__Data excerpts__.
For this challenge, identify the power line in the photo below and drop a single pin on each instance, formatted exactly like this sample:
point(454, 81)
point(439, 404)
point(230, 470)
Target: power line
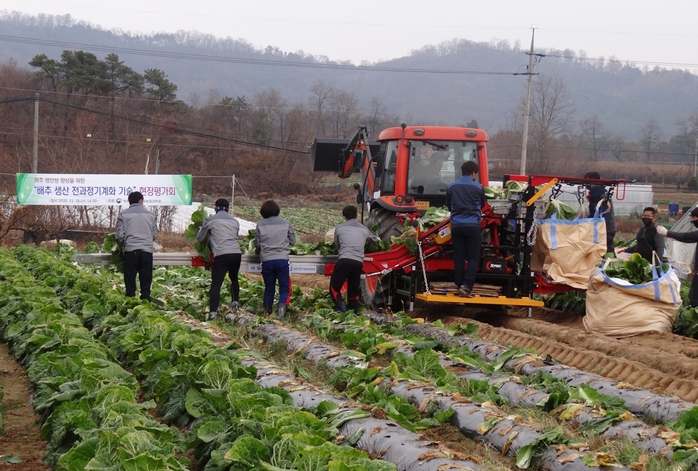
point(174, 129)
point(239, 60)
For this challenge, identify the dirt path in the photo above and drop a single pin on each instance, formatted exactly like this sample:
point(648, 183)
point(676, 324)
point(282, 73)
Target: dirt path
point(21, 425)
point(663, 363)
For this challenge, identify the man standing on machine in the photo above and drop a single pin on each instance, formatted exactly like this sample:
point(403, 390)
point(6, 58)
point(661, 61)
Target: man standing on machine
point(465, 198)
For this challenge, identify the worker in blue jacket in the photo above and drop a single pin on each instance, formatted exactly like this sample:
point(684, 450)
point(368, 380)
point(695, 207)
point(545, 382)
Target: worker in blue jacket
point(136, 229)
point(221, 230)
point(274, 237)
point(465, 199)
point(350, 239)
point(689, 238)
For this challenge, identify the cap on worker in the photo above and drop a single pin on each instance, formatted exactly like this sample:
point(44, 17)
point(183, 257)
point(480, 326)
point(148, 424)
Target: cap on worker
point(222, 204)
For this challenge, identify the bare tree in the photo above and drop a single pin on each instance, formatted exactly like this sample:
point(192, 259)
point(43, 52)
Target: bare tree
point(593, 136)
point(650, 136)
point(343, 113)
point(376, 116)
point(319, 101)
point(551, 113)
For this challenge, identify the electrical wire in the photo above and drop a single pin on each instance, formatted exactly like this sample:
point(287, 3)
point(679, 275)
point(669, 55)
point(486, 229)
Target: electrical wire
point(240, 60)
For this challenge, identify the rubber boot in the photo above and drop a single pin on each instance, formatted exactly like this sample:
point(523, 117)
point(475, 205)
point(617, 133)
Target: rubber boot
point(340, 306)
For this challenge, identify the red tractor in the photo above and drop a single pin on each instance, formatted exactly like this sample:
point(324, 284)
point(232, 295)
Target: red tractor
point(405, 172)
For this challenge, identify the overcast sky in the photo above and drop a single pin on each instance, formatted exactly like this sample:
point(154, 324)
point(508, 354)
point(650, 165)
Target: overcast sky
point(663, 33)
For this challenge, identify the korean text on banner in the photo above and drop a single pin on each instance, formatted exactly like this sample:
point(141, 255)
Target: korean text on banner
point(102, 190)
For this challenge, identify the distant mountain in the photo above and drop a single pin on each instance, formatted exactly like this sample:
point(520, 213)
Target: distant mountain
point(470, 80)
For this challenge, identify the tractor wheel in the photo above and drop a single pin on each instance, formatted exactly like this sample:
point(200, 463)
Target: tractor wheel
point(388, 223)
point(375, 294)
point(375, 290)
* * *
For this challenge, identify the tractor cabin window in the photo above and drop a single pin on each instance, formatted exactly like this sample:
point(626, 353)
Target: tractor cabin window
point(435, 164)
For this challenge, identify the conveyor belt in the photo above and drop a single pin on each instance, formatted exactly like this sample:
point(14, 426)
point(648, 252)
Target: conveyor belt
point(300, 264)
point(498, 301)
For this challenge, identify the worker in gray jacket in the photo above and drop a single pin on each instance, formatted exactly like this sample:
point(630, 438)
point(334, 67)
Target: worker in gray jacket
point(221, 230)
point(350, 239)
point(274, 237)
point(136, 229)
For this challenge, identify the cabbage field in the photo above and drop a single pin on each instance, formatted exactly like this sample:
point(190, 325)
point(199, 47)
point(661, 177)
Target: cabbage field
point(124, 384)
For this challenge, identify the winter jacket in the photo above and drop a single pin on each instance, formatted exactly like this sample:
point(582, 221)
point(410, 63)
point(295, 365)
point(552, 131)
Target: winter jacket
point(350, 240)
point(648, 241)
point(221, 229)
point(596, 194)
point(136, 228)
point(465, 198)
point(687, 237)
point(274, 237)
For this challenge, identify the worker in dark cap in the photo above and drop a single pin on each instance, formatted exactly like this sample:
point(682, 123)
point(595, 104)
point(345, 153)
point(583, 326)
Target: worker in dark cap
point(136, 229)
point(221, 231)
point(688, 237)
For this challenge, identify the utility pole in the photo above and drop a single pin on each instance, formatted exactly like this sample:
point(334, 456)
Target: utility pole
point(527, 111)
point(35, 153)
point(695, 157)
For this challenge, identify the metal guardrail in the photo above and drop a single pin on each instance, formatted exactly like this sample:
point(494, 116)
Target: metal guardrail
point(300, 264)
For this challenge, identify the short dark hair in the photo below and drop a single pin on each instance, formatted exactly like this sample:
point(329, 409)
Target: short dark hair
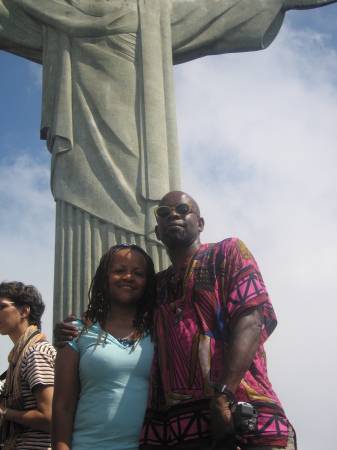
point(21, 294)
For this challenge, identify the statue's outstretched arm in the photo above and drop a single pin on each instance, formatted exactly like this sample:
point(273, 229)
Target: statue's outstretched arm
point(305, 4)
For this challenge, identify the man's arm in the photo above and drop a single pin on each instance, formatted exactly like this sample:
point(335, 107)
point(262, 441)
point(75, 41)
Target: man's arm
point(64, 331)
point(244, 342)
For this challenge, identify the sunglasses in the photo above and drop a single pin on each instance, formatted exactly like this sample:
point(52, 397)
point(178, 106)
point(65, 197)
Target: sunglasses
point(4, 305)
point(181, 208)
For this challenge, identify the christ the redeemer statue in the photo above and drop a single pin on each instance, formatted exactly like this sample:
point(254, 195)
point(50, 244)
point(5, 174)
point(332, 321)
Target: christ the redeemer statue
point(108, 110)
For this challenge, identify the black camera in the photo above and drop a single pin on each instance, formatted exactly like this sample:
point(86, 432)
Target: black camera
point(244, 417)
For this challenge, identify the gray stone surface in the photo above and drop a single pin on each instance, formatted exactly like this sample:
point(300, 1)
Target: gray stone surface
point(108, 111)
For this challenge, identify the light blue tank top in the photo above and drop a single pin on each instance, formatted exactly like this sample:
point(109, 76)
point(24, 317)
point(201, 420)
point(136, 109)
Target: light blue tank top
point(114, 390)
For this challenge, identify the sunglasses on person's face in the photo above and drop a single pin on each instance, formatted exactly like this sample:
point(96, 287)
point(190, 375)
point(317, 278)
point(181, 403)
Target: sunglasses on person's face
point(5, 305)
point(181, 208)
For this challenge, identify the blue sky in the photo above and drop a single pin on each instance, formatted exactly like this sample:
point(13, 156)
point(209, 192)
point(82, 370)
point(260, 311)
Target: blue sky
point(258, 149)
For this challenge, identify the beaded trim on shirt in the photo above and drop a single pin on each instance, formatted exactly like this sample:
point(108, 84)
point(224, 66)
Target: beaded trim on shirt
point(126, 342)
--
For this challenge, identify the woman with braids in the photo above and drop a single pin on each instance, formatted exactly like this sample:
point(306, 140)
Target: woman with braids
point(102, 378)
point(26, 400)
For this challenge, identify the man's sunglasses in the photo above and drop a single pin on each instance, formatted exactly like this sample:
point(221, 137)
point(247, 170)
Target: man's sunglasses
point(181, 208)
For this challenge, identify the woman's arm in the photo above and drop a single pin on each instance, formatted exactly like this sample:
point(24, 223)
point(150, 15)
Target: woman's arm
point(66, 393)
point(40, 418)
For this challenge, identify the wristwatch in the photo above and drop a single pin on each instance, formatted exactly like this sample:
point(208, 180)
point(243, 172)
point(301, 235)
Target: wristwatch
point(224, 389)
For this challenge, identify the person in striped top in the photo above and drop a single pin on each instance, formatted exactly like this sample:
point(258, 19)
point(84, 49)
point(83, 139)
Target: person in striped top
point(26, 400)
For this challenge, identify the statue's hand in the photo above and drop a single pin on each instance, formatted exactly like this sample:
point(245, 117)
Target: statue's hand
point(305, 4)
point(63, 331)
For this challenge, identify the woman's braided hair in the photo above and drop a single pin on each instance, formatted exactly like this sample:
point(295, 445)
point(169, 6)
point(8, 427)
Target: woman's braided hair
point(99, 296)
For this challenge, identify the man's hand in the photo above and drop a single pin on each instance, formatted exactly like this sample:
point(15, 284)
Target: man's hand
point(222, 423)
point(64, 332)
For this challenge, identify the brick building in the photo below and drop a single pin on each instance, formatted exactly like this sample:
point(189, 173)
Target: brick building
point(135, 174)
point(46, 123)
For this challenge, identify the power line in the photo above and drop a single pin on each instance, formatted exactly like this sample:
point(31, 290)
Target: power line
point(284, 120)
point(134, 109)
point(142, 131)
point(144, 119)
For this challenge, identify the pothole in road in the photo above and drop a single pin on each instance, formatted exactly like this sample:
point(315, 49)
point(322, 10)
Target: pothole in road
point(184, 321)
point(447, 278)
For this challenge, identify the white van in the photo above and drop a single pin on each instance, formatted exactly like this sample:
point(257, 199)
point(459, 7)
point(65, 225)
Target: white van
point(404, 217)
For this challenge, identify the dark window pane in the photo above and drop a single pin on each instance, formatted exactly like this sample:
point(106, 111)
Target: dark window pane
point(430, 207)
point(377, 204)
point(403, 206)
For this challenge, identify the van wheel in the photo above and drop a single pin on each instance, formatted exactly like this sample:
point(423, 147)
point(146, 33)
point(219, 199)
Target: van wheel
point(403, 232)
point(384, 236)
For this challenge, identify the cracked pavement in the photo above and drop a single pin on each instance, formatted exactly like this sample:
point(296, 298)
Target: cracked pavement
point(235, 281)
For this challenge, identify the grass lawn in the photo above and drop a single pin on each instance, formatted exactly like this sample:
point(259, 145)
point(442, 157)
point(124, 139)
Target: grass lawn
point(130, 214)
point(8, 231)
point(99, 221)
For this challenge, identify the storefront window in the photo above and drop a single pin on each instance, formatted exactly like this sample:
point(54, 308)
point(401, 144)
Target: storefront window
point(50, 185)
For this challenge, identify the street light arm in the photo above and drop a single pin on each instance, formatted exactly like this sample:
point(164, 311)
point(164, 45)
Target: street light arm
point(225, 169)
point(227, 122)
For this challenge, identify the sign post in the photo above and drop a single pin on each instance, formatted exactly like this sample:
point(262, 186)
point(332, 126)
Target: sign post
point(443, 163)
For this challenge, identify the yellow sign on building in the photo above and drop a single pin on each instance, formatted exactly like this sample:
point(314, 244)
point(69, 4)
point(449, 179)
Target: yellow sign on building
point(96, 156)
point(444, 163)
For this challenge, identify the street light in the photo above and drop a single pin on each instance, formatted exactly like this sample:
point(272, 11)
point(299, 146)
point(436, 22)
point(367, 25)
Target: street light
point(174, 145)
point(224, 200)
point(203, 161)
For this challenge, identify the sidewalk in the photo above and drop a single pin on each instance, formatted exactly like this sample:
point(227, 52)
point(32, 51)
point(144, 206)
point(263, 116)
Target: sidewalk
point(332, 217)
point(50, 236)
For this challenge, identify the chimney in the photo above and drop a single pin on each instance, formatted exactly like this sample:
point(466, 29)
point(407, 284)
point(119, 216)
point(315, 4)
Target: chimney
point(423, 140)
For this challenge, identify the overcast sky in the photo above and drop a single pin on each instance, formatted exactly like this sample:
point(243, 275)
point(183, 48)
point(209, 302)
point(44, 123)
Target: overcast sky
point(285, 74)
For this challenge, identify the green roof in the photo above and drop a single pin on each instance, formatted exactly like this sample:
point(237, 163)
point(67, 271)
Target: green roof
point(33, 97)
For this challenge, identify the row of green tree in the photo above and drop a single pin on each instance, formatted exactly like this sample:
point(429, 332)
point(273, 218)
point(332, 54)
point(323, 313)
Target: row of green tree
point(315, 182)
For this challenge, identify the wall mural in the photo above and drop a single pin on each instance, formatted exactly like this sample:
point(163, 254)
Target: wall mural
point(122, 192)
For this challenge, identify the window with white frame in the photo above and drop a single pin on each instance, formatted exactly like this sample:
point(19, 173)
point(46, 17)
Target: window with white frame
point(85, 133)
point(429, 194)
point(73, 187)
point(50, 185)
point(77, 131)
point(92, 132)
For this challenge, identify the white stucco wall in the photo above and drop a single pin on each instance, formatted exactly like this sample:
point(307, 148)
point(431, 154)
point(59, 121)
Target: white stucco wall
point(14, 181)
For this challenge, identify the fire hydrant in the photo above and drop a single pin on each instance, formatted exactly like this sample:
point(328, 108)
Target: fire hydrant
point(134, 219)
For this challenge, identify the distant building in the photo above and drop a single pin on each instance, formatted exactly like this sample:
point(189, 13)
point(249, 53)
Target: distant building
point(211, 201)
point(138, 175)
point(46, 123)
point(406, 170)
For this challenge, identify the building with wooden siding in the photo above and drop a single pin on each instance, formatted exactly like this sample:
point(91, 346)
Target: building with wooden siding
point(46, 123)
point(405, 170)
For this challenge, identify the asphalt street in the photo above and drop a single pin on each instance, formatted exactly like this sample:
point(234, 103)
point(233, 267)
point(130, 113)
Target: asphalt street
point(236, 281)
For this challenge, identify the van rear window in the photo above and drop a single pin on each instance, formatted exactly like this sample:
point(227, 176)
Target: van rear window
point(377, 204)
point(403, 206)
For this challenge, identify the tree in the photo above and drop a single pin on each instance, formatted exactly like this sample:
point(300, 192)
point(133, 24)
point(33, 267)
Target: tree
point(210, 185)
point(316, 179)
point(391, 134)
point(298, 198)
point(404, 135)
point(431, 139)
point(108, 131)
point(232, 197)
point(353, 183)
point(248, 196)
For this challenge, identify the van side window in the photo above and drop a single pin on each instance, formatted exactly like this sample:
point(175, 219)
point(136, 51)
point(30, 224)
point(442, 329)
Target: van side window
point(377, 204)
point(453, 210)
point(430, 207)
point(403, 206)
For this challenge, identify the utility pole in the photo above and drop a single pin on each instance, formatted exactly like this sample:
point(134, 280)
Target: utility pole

__Job__. Copy the lines from the one containing "For this challenge, identify the worker in blue" through the one containing "point(689, 238)", both included, reproducing each character as it appears.

__Answer__.
For this challenge, identify the worker in blue jacket in the photo above and drop a single pin on each instance, formatted exactly like this sample:
point(684, 450)
point(368, 380)
point(695, 207)
point(545, 382)
Target: worker in blue jacket
point(136, 229)
point(221, 230)
point(274, 237)
point(465, 199)
point(350, 239)
point(689, 238)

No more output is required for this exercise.